**Document excerpt:**
1. Describe the longline employed by MRF in its general characteristics and identify the different types along the Italian peninsula.

2. Assess the gear efficiency and selectivity towards the target species and the incidental catch of vulnerable species, taking into account the hooks number reduction following the new government decree.

3. Evaluate and verify a new investigation methodology for MRF through the use of social media platforms as an integrative approach compared with traditional methods and its potential improvement.

2 Materials and methods

2.1 Data collection

Data was collected online using two of the most popular social media content sharing platforms i.e. YouTube and Facebook, since photos and videos shared by recreational fishers, in addition to displaying their catches, can reveal valuable data regarding the location, depth, and mass of the fish (Sbragaglia et al., 2021). Only these two platforms were included in the data collection, since they are the most widely used platforms for content sharing, and the only ones capable of providing sufficiently detailed content on the topic. In particular, YouTube videos often allowed to observe the entire fishing operation (setting and hauling of longline, with technical explanations). Regarding Facebook, we chose to collect data from Facebook private groups, where users are more likely to share their full catches and longline technical details because they may feel safer and more protected compared to public platforms.

**Set task 1:** Do these statements agree with the longline study excerpt? Answer yes or no for each, and quote the words from the text that settle it. (a) The data came from YouTube and Facebook. (b) The Facebook data were taken from public pages. (c) YouTube videos often showed the whole fishing operation.
**Set task 2:** Retype the part of the longline study excerpt that starts at "3. Evaluate and" and ends at "its potential improvement.".

**Data shown:**
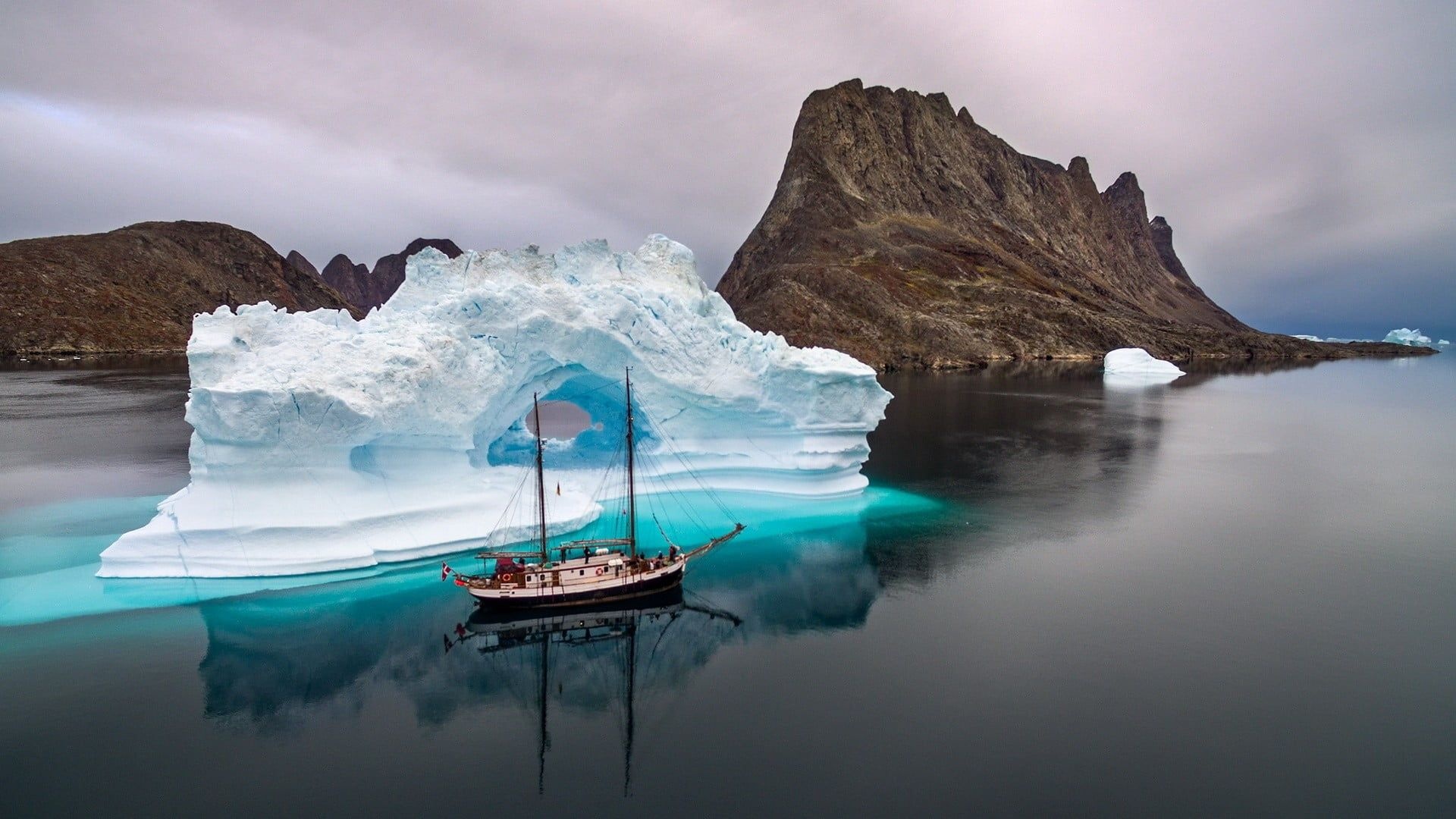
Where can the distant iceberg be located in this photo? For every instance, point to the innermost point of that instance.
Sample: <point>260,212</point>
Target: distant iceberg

**Exercise output 1:**
(a) Yes: "using two of the most popular social media content sharing platforms i.e. YouTube and Facebook"
(b) No: "we chose to collect data from Facebook private groups"
(c) Yes: "YouTube videos often allowed to observe the entire fishing operation"

**Exercise output 2:**
3. Evaluate and verify a new investigation methodology for MRF through the use of social media platforms as an integrative approach compared with traditional methods and its potential improvement.